* start Records for this exercise *
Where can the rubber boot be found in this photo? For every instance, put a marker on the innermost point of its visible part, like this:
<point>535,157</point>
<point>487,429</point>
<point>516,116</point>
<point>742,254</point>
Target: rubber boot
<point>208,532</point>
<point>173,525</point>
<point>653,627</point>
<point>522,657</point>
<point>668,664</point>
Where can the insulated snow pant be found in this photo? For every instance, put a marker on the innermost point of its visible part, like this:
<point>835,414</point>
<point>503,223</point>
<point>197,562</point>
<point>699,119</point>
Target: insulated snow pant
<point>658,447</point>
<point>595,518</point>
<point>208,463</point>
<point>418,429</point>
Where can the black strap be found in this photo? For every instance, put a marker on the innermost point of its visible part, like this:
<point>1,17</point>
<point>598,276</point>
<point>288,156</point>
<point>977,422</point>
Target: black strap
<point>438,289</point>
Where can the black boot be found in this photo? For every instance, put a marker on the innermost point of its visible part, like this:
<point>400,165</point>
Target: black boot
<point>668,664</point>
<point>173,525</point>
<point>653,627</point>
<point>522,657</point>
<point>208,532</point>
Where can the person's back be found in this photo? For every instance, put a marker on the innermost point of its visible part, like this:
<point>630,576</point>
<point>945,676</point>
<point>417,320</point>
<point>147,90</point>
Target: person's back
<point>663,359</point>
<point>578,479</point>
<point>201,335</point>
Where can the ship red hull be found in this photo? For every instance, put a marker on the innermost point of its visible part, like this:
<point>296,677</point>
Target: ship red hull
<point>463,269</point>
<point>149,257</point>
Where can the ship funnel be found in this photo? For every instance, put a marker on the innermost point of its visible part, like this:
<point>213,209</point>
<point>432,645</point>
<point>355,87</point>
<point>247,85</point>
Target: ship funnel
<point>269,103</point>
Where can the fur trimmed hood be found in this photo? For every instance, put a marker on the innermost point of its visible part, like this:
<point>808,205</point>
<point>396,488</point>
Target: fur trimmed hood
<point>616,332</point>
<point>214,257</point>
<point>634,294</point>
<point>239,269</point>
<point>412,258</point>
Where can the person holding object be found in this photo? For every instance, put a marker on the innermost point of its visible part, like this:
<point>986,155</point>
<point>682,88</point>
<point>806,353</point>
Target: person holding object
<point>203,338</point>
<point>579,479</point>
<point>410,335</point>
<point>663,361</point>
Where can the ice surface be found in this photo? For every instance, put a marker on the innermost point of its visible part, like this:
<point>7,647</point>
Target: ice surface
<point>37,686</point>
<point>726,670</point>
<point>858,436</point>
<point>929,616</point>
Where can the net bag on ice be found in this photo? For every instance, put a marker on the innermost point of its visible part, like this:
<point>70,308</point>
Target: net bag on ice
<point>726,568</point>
* end Records for this exercise *
Goal:
Update all of the material above so that "innermost point" becomes "center point" wherever it appears, with every other line left untouched.

Written solution:
Where can the rubber boot be found in this photo? For every instance, put a marker on the center point of its visible part, like this:
<point>535,157</point>
<point>487,429</point>
<point>516,116</point>
<point>742,254</point>
Target: rubber boot
<point>208,532</point>
<point>173,525</point>
<point>653,627</point>
<point>522,657</point>
<point>668,664</point>
Where can the insulated snow pant be found in this photo? For every instance, put a marker on the center point of its visible part, like this:
<point>835,414</point>
<point>503,223</point>
<point>197,562</point>
<point>699,119</point>
Target: insulated snow pant
<point>658,447</point>
<point>595,518</point>
<point>208,463</point>
<point>418,429</point>
Where can the black strap be found in this photo? For every instance, put a marker on the center point of its visible part, like this:
<point>1,17</point>
<point>598,276</point>
<point>288,156</point>
<point>977,422</point>
Target: black strap
<point>438,289</point>
Where can the black boot be found in this photo? For every instance, put a marker on the center point of its visible part, like this:
<point>400,165</point>
Target: black boot
<point>668,664</point>
<point>173,525</point>
<point>653,627</point>
<point>522,657</point>
<point>208,532</point>
Where can the person's back be found in this photo? For every instance, put a marker on the center point of its visible part, like this:
<point>630,576</point>
<point>945,676</point>
<point>417,320</point>
<point>147,90</point>
Target: person's back
<point>663,359</point>
<point>578,479</point>
<point>201,335</point>
Where can the ship red hull be found in this photo? For every instance, put a marker on the center point of its visible part, like this:
<point>296,677</point>
Target: ship red hull
<point>463,269</point>
<point>149,257</point>
Where can the ship funnel be found in this photo? For every instance, put a marker on the center point of its visible part, like this:
<point>213,209</point>
<point>432,645</point>
<point>355,87</point>
<point>247,85</point>
Target: ship funnel
<point>269,103</point>
Where can the fur trimmed hood be found in this photo? For every instance, put a marker on the center point of its visible part, like this:
<point>808,205</point>
<point>396,488</point>
Target: fur trimmed hood
<point>616,332</point>
<point>214,257</point>
<point>634,294</point>
<point>239,269</point>
<point>412,258</point>
Where can the person holding object be found in this photo? For every instance, put a marker on the center point of its visible part, like this:
<point>986,155</point>
<point>682,88</point>
<point>806,353</point>
Target: person holding object
<point>203,338</point>
<point>579,479</point>
<point>410,335</point>
<point>663,361</point>
Where can the ice surface be found in this photo? For every instance, put a marker on the center point of its visible part, like this:
<point>7,647</point>
Target: ice surface
<point>37,686</point>
<point>726,670</point>
<point>858,436</point>
<point>929,616</point>
Where can the net bag on ice be found in this photo? For every instance, put a marker on the center point of its visible part, like this:
<point>70,308</point>
Target: net bag on ice
<point>726,568</point>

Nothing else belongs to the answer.